> _WHAT THE TASK ASKS_: Beneath this instruction is a listing; print exactly the lines in it starting at the line that contains "Target: palm tree trunk" and going through the line that contains "Where can the distant mountain".

> _DATA FOR PROCESSING_:
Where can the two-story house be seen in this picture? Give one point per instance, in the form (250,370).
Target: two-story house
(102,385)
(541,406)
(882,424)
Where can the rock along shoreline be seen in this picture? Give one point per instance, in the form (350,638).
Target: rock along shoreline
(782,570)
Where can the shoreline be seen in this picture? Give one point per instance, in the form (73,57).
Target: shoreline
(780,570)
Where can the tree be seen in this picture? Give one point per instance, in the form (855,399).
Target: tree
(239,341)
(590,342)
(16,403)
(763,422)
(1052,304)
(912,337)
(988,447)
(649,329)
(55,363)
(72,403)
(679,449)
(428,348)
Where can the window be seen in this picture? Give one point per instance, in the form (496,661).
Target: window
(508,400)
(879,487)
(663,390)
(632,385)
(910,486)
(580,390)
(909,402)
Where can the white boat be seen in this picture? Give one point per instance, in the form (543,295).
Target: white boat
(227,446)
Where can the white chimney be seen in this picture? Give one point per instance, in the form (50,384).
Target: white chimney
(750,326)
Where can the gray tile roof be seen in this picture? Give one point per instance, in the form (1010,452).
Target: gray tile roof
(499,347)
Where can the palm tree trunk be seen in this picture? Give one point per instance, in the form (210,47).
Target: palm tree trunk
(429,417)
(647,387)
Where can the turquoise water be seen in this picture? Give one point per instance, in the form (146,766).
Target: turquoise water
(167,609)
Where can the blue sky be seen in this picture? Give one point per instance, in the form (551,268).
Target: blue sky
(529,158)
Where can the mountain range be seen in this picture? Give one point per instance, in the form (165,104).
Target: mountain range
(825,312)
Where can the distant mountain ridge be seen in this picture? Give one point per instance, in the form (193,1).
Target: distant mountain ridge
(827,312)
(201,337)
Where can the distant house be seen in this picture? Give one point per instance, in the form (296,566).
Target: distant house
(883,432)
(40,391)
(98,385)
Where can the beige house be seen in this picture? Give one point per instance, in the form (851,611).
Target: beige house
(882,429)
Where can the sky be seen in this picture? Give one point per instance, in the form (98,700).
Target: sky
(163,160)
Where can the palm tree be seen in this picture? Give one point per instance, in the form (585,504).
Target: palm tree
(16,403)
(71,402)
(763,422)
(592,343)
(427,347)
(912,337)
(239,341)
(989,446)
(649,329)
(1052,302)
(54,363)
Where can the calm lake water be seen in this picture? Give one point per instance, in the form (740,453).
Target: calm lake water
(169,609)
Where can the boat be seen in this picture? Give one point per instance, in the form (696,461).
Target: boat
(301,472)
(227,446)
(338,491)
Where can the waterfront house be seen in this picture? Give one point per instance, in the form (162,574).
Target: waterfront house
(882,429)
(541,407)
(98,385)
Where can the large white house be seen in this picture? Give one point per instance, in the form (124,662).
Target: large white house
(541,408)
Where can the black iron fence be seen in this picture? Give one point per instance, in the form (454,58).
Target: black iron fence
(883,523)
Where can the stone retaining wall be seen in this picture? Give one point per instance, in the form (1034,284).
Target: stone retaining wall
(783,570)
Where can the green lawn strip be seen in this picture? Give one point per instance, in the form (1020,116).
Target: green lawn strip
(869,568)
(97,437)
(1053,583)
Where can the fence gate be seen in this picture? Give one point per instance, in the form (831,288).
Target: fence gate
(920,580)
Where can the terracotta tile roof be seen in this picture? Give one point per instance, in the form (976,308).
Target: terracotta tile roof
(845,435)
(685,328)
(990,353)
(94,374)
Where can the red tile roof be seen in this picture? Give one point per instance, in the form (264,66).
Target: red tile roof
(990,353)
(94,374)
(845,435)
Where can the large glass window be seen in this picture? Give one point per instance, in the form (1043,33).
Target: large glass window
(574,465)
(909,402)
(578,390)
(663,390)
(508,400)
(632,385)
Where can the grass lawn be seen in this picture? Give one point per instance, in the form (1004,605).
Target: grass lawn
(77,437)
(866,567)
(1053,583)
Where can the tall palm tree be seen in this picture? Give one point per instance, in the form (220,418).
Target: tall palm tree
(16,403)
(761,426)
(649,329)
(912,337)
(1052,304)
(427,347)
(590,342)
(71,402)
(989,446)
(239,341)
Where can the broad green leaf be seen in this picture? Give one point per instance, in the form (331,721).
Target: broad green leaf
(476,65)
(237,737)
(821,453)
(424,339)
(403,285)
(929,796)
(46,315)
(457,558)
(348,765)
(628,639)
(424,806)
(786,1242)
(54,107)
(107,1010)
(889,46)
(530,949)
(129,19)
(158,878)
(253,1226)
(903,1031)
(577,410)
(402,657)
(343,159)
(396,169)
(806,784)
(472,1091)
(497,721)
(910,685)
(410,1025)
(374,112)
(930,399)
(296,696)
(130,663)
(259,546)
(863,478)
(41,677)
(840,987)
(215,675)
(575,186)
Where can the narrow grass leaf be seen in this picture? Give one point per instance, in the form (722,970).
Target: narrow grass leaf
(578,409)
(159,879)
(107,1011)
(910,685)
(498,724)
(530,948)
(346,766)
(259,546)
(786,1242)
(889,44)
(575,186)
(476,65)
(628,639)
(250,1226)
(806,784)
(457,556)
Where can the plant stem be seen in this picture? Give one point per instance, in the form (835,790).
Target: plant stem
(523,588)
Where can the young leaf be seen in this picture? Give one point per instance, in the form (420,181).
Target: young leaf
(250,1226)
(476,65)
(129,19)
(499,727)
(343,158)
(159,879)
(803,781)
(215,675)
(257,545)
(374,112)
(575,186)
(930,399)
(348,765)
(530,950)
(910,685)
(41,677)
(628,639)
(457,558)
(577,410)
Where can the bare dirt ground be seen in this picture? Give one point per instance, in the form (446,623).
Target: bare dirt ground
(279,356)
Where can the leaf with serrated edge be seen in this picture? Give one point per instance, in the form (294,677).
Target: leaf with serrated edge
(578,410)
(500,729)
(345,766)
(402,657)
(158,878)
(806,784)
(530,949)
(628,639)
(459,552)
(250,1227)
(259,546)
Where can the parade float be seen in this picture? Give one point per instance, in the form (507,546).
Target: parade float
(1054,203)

> _OUTPUT FOR THIS TASK_:
Target: palm tree trunk
(429,417)
(647,387)
Where can the turquoise water be seen in this picture? Give one point per instance, in the form (146,766).
Target: turquoise water
(167,609)
Where can the blue sky be seen in this picture? Give one point per instance, in the form (551,268).
Target: blue sky
(529,158)
Where can the mountain range be seen in this picture? Give one point per instance, in the form (165,104).
Target: mountain range
(825,312)
Where can the distant mountain ridge be seen in this picture? Give one point per instance, in the form (193,1).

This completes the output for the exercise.